╭─ TEXTE EXTRAIT
XVII

Quoi de mieux que la littérature pour vous dégoûter de tout travail ? (Hormis le travail lui-même, bien sûr.)

La culture rend impropre au travail, le travail impropre à la culture.

Le travail ne prive peut-être même pas tant du temps nécessaire pour lire que du plaisir de lire, car quel plaisir peut-on prendre à se voir dire à longueur de pages que l’on mène une vie d’abruti ? La vie bonne, the good life, l’objet de la culture et du loisir, c’est l’idéal que présente le livre, aux antipodes de la besogne omniprésente de l’homme-travail, réduit à une spécialisation, une micrologie, une étroitesse de vues et d’intérêts toujours plus resserrée faute de pouvoir respirer l’air pur de la culture, des arts libéraux, des humanités, qui sont un poison pour cet atrophié. Le loisir de l’homme-travail est une annexe de son labeur, un micrologique approfondissement de sa spécialité technique, quand ce n’est tout simplement pas le sommeil de la brute et l’abrutissement sédatif.

Les Français ont leurs célébrités, les Panaméens ont les leurs, les Fidjiens les leurs aussi. Il en est ainsi de la célébrité inculte.

C’est fou comme les gens, au Micronistan, se passionnent pour les intrigues de leurs politiciens. C’est complètement fou que des gens puissent se passionner pour ce qui se donne le nom d’« information », et se vend même sous ce nom, pour des « événements » que le monde entier ignore et ignorera toujours. Il en est ainsi des passions de l’intérêt sordide.

La culture dévoile la persécution du talent par les médiocrités. C’est pratiquement un lieu commun de toutes les œuvres de l’esprit. La culture de masse retient plutôt le délire de persécution.

Il y a, si j’en crois les spécialistes, des fous qui se croient persécutés et, si j’en crois les grands esprits, il y a des hommes supérieurs qui le sont.

« Ceux dont la vulgarité est appelée subversion par les exaltés critiques des journaux subventionnés » (voir ici). Le journal Le Parisien semble avoir réfléchi dans une certaine mesure à cette énorme absurdité car il ne se prend même plus au sérieux, quand il appelle tel chanteur de variétés un « rebelle consensuel ». Le Parisien : un vrai journal de beaufs et d’avant-garde.

J’ai souvent entendu citer le mot de Churchill sur « le moins mauvais des systèmes », mais ce mot prouve seulement que Churchill était, de même que ceux qui le citent, dépourvu de toute forme d’imagination.

Les anti-Cassandre (et ce sont en fait, vous verrez pourquoi, de vraies Cassandres) nous informent que les nouvelles technologies ont toujours créé des emplois en même temps qu’elles en détruisaient, que les emplois du passé disparaissent quand naissent les emplois de l’avenir, et, en effet, avec l’industrialisation l’industrie a siphonné la main-d’œuvre agricole et avec la tertiarisation les services ont siphonné la main-d’œuvre industrielle. Mais je ne connais pas d’autres secteurs économiques, et ce n’est pas la technologie qui peut en inventer : quand l’automation des services aura détruit l’emploi tertiaire, il ne restera d’autre activité que le loisir, et d’autre choix à la collectivité que de le rémunérer.
╰─
PROBLÈME COURT A
Résumez en quelques phrases le paragraphe de l'extrait qui commence par « Les anti-Cassandre », sans perdre ses faits principaux.
╭─ DONNÉES FOURNIES
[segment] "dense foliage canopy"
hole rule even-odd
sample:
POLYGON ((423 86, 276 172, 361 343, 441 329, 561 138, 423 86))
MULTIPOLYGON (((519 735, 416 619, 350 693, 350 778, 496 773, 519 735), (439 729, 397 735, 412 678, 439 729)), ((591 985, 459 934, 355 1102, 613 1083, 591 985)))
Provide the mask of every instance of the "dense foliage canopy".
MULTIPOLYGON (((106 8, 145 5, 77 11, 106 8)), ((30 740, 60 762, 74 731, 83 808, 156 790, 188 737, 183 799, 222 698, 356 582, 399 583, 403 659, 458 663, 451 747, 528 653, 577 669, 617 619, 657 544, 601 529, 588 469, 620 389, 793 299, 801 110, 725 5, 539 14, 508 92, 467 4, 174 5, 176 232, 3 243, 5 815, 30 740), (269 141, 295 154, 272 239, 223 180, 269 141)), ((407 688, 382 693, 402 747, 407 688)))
╰─
PROBLÈME COURT B
Ajoutez 150 à chaque coordonnée des polygones donnés en réponse dans le listing, mais pas à celles des modèles de format. Recopiez ensuite toutes les lignes du listing, y compris les demandes.

RÉPONSE A
Les anti-Cassandre, qui sont en fait de vraies Cassandres, affirment que les nouvelles technologies ont toujours créé des emplois en même temps qu'elles en détruisaient. L'industrie a ainsi absorbé la main-d'œuvre agricole, puis les services la main-d'œuvre industrielle. Mais il n'existe pas d'autre secteur économique, et la technologie ne peut pas en inventer. Quand l'automatisation des services aura détruit l'emploi tertiaire, il ne restera que le loisir, et la collectivité n'aura d'autre choix que de le rémunérer.

RÉPONSE B
[segment] "dense foliage canopy"
hole rule even-odd
sample:
POLYGON ((423 86, 276 172, 361 343, 441 329, 561 138, 423 86))
MULTIPOLYGON (((519 735, 416 619, 350 693, 350 778, 496 773, 519 735), (439 729, 397 735, 412 678, 439 729)), ((591 985, 459 934, 355 1102, 613 1083, 591 985)))
Provide the mask of every instance of the "dense foliage canopy".
MULTIPOLYGON (((256 158, 295 155, 227 161, 256 158)), ((180 890, 210 912, 224 881, 233 958, 306 940, 338 887, 333 949, 372 848, 506 732, 549 733, 553 809, 608 813, 601 897, 678 803, 727 819, 767 769, 807 694, 751 679, 738 619, 770 539, 943 449, 951 260, 875 155, 689 164, 658 242, 617 154, 324 155, 326 382, 153 393, 155 965, 180 890), (419 291, 445 304, 422 389, 373 330, 419 291)), ((557 838, 532 843, 552 897, 557 838)))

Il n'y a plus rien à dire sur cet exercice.